Please pull out every line of the material below that contains the string "coords", copying each one in full.

---------- MATERIAL FOR THE TASK

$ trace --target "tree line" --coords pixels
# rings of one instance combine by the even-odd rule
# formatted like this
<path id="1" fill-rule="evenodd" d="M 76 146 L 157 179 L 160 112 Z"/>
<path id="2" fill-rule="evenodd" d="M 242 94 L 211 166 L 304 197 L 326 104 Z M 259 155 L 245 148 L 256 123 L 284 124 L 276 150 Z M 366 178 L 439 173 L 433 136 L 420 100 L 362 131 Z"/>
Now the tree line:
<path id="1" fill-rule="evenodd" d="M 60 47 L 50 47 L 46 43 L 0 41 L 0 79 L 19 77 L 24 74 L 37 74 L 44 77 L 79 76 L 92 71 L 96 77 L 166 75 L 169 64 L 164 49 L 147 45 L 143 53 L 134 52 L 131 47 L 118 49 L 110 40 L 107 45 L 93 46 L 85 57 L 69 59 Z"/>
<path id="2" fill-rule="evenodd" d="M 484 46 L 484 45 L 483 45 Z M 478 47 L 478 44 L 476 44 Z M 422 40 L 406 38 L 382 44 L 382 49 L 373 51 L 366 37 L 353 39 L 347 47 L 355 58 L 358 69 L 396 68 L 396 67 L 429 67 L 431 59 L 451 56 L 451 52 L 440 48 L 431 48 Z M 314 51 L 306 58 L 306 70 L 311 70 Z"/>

--------------------
---------- MATERIAL FOR THE TASK

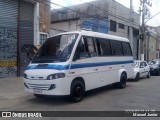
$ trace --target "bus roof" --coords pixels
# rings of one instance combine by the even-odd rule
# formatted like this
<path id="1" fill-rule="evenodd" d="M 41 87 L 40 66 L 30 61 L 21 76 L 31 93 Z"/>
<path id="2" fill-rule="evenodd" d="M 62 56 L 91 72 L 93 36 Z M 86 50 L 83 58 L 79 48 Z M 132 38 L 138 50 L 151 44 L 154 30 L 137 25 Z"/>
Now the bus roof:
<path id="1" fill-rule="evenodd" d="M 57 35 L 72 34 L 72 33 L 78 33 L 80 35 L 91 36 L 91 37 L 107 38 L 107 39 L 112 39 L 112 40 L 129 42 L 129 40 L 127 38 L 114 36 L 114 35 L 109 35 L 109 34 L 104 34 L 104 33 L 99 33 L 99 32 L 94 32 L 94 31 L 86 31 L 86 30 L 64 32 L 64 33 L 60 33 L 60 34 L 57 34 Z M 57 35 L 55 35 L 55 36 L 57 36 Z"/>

--------------------

FULL SOLUTION:
$ trace --target "tree line" --coords pixels
$ trace --target "bus roof" --coords pixels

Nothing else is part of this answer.